What to do:
Please output exactly the run of lines that starts at the line with "Reviewer note: every instance of the moored" and ends at the last line of the records below.

Exercise data:
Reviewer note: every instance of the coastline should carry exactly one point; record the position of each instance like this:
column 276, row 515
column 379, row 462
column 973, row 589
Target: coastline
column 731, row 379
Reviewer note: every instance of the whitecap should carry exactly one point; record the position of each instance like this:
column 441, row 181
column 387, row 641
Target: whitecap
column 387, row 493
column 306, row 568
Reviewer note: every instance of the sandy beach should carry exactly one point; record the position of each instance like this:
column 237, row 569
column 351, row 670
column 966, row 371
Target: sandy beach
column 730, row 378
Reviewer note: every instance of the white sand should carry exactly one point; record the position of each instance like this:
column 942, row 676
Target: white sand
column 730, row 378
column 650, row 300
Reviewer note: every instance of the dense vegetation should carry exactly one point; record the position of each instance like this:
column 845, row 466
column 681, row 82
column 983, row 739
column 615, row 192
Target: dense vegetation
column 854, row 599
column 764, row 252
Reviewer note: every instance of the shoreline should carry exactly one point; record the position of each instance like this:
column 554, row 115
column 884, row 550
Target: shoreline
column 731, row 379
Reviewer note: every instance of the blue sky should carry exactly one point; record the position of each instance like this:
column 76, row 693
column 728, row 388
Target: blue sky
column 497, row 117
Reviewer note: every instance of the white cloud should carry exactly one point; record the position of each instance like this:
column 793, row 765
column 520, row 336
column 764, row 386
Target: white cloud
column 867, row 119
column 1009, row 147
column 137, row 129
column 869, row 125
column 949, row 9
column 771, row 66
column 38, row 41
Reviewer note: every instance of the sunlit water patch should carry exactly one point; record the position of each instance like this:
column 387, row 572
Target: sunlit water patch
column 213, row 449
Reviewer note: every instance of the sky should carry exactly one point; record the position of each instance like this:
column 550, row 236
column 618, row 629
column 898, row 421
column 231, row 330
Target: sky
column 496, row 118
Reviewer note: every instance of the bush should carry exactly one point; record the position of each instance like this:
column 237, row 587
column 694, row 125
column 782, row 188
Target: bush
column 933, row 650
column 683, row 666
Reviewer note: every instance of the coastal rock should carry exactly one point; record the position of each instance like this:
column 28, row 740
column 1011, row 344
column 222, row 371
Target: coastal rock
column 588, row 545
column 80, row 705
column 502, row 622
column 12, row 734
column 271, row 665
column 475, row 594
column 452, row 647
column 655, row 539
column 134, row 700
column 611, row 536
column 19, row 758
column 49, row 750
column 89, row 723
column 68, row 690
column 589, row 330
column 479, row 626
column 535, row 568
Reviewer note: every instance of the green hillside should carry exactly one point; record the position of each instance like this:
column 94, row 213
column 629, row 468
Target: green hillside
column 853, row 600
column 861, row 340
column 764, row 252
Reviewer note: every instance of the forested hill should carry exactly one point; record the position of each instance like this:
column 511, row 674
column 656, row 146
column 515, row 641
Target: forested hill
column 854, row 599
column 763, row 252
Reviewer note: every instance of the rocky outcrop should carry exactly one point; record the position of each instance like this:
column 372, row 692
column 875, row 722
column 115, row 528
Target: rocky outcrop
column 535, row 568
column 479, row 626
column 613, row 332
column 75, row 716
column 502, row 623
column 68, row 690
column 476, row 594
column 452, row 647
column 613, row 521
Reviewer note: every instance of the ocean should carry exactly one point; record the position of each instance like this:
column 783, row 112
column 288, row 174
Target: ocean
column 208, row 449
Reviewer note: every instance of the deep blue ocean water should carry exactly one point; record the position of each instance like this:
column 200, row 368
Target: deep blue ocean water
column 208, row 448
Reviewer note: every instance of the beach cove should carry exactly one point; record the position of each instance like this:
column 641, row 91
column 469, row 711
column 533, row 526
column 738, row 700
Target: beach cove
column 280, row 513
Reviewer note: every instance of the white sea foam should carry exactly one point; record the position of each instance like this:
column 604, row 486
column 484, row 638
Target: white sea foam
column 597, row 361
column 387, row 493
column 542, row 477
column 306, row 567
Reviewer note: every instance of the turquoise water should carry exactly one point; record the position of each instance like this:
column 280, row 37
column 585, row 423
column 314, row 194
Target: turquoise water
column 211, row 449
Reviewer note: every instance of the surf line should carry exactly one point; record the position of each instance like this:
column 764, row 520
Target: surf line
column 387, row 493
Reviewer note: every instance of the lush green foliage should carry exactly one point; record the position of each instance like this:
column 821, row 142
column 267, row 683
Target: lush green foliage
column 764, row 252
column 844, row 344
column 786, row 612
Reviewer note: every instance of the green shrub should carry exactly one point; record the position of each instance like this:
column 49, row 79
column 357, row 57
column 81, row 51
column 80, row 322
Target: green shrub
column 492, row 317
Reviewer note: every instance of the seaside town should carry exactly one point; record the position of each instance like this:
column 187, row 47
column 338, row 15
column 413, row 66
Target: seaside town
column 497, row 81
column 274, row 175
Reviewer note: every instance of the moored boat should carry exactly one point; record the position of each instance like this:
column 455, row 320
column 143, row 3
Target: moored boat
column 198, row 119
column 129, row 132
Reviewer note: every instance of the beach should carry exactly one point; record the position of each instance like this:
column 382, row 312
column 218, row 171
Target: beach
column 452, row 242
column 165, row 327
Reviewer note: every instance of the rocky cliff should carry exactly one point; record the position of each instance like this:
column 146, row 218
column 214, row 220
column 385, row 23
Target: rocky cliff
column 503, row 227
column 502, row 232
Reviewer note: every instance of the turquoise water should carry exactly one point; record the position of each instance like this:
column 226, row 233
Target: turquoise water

Result of this task:
Reviewer note: every instance of the moored boat should carry exactly one point; record the position of each instance like this:
column 455, row 320
column 143, row 3
Target: moored boat
column 198, row 119
column 129, row 132
Reviewer note: every instance of the beach should carry exactly one point; record the position of each instance like this:
column 382, row 312
column 218, row 171
Target: beach
column 452, row 242
column 165, row 327
Reviewer note: every instance of the rocky cliff should carry exactly one point; record the position of each instance like this:
column 146, row 218
column 214, row 220
column 385, row 23
Target: rocky cliff
column 503, row 227
column 502, row 232
Reviewer note: every instance of the turquoise water should carry exactly one point; record the position of each instance like this:
column 226, row 233
Target: turquoise water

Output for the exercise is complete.